**TESTO ESTRATTO**:
A chi importa del corridoio di Zangezur?

di Paolo Bottazzi
23 Aprile 2023
in Caucaso, Geopolitica
Tempo di lettura: 8 mins read
zangezur

Il conflitto tra Armenia e Azerbaigian in Nagorno Karabakh è uno dei sanguinosi lasciti della disgregazione sovietica, che ha esacerbato le tensioni etniche irrisolte in molte regioni dell’ex-URSS. Non va però sottovalutata la sua portata geopolitica: per quanto dimenticato dall’Occidente, il conflitto porta con sé importanti implicazioni per molte potenze regionali e globali, prime tra tutti Iran e Israele, in un incrocio di interessi che vedono al centro un lembo di terra armena noto come “corridoio di Zangezur”.

Da Lachin a Zangezur: le rivendicazioni azere

La regione di Zangezur, nell’Armenia meridionale, largamente corrispondente con il distretto amministrativo di Syunik, è stretta ad est e a ovest tra l’Azerbaigian e l’exclave azera di Nakhichevan, mentre a sud condivide pochi chilometri di confine con l’Iran, costituendo l’unico punto di contatto tra Erevan e la Repubblica Islamica. La regione è fondamentale per le comunicazioni tra Nakhichevan e il mainland azero, motivo per cui il governo di Baku insiste per la riapertura di una via di passaggio sicura: da qui la richiesta di un “corridoio” che percorra il confine meridionale armeno, collegando l’Azerbaigian occidentale non solo con la propria exclave ma anche con la città di Kars, in Turchia.

La terminologia impiegata rivela da sola buona parte della controversia: la richiesta da parte azera di un “corridoio” rimanda esplicitamente al corridoio di Lachin, la strada che dopo la seconda guerra del Karabakh è rimasto l’unico collegamento tra la regione e l’Armenia. Al centro della contesa c’è lo status di queste vie di comunicazione: Lachin è controllato da peacekeepers russi e le forze armate azere non hanno il diritto di imporre checkpoints sul territorio; nonostante ciò, la strada è bloccata da mesi da sedicenti attivisti cooptati da Baku e le recenti aggressioni azere hanno generato una risposta da parte dei mediatori russi, che hanno accusato l’Azerbaigian di aver violato il cessate il fuoco del 2020[1].

**ISTRUZIONE SCRITTA 1**: Riproduci fedelmente il passo dell'articolo sul corridoio di Zangezur che va da "Da Lachin a" fino a "Kars, in Turchia.".
**ISTRUZIONE SCRITTA 2**: Ridimensiona l'elenco di annotazioni riportato qui sotto: riscrivi tutte le sue righe, richieste comprese, moltiplicando per 0,55 ogni coordinata delle risposte e arrotondando all'intero più vicino, con le metà per eccesso.

**Estratti da dati di annotazione per punti**:
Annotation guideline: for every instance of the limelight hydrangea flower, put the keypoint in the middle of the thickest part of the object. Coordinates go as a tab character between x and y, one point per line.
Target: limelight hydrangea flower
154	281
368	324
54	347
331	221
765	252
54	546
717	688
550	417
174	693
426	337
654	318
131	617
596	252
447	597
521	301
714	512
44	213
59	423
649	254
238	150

**RISULTATO CORRETTO 1**:
Da Lachin a Zangezur: le rivendicazioni azere

La regione di Zangezur, nell’Armenia meridionale, largamente corrispondente con il distretto amministrativo di Syunik, è stretta ad est e a ovest tra l’Azerbaigian e l’exclave azera di Nakhichevan, mentre a sud condivide pochi chilometri di confine con l’Iran, costituendo l’unico punto di contatto tra Erevan e la Repubblica Islamica. La regione è fondamentale per le comunicazioni tra Nakhichevan e il mainland azero, motivo per cui il governo di Baku insiste per la riapertura di una via di passaggio sicura: da qui la richiesta di un “corridoio” che percorra il confine meridionale armeno, collegando l’Azerbaigian occidentale non solo con la propria exclave ma anche con la città di Kars, in Turchia.

**RISULTATO CORRETTO 2**:
Annotation guideline: for every instance of the limelight hydrangea flower, put the keypoint in the middle of the thickest part of the object. Coordinates go as a tab character between x and y, one point per line.
Target: limelight hydrangea flower
85	155
202	178
30	191
182	122
421	139
30	300
394	378
303	229
96	381
234	185
360	175
72	339
328	139
246	328
287	166
393	282
24	117
32	233
357	140
131	83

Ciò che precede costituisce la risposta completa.